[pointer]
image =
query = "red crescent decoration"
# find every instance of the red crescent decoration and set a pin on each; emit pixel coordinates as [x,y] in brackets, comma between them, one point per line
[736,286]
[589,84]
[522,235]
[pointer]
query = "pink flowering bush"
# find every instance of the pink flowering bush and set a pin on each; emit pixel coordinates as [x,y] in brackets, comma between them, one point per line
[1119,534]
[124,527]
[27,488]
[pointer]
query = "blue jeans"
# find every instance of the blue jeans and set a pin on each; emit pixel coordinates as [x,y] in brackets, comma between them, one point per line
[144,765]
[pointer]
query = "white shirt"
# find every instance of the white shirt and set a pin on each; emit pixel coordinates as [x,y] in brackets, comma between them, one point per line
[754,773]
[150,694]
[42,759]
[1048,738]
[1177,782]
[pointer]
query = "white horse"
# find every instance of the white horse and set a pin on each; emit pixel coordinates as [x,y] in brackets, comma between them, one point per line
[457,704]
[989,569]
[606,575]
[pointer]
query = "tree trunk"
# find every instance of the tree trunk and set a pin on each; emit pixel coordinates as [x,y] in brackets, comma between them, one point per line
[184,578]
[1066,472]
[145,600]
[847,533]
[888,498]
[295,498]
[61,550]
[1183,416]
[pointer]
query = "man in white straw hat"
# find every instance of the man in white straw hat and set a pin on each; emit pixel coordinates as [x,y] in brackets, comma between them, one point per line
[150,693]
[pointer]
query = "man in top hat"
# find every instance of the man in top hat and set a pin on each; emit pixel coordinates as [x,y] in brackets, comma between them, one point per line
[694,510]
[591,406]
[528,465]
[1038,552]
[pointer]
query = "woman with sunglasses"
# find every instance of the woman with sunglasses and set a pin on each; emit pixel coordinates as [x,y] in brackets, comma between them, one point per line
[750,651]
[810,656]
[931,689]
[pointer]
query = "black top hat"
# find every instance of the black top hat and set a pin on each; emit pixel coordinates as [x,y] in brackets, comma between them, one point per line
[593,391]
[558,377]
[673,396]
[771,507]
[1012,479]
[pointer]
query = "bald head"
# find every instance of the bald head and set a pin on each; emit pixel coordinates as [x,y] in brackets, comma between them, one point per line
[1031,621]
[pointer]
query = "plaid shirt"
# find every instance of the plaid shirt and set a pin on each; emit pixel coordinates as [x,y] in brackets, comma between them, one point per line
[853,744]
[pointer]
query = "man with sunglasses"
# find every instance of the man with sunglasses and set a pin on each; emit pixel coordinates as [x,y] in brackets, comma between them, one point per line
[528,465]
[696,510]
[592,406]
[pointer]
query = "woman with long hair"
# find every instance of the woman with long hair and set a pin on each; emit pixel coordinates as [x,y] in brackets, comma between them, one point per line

┄┄┄┄┄┄

> What this task involves: Transcribe all of the material without omitting a line.

> Problem solution:
[pointer]
image =
query = "red crescent decoration"
# find every instance of the red crescent decoration and set a pin on each; emit pixel coordinates as [x,y] in brackets, comma between them, one point per line
[736,286]
[589,84]
[522,235]
[pointer]
query = "pink flowering bush"
# find every instance of the pink flowering bush and set a pin on each; emit pixel coordinates as [x,y] in brackets, comma between them, one point per line
[1119,534]
[124,527]
[27,488]
[pointer]
query = "blue jeans"
# find every instance of the blue jeans and set a pin on each; emit pixel coordinates as [x,y] in brackets, comma between them, one point per line
[144,765]
[pointer]
query = "white shirt"
# find every instance of the white shirt and set a pin on each; emit pixel coordinates as [x,y] in brackets, comma between them, one point per line
[754,773]
[150,694]
[42,759]
[1048,738]
[1177,782]
[pointer]
query = "white horse"
# find every instance of the white horse and set a pin on each; emit pixel coordinates as [x,y] in brackets, comma between them, one point per line
[457,704]
[989,569]
[606,575]
[pointer]
query = "tree trunk"
# find every instance of the tree trunk and set a pin on each; emit pixel coordinates as [x,y] in brackets, comma between them, one point per line
[184,578]
[1066,472]
[145,600]
[847,533]
[888,498]
[295,498]
[61,550]
[1183,416]
[pointer]
query = "man in white straw hat"
# find every instance of the man in white straw hat and set a pin on each; emit pixel coordinates as [x,y] in brackets, comma between them, one point per line
[150,693]
[pointer]
query = "man in top hat"
# find every instance of the man in top hat and set a pin on each; emit pixel coordinates as [x,y] in brackets, comma between them, one point per line
[694,510]
[591,406]
[528,465]
[1038,552]
[pointer]
query = "woman with sunglasses"
# find every instance of the woman with sunglasses and set a pin on each; emit pixel coordinates as [x,y] in brackets, comma between them, one point per line
[750,651]
[810,656]
[931,689]
[pointer]
query = "black top hat"
# find every instance of the black top hat and set a pin on each; emit pixel coordinates as [x,y] in brackets, comma between them, one point per line
[593,391]
[558,377]
[673,396]
[771,507]
[1012,479]
[pointer]
query = "bald head"
# find every instance of the bald head and set a pin on each; emit pixel coordinates as [x,y] in brackets, comma between them, one point per line
[1031,621]
[pointer]
query = "plaid shirt"
# find every instance of the plaid shirt and set a pin on each; emit pixel coordinates as [x,y] in brackets, comma between them, one point per line
[853,744]
[pointer]
query = "man with sunglasses"
# find every instance of the man with sunglasses and set a pin on each; emit pixel coordinates as [x,y] in brackets, comma between them, one point per line
[528,465]
[696,510]
[592,406]
[pointer]
query = "woman with long hair"
# find every instance of the woman with long hair and set a pin on each; emit pixel coordinates as [x,y] in brackets, comma between them, one point per line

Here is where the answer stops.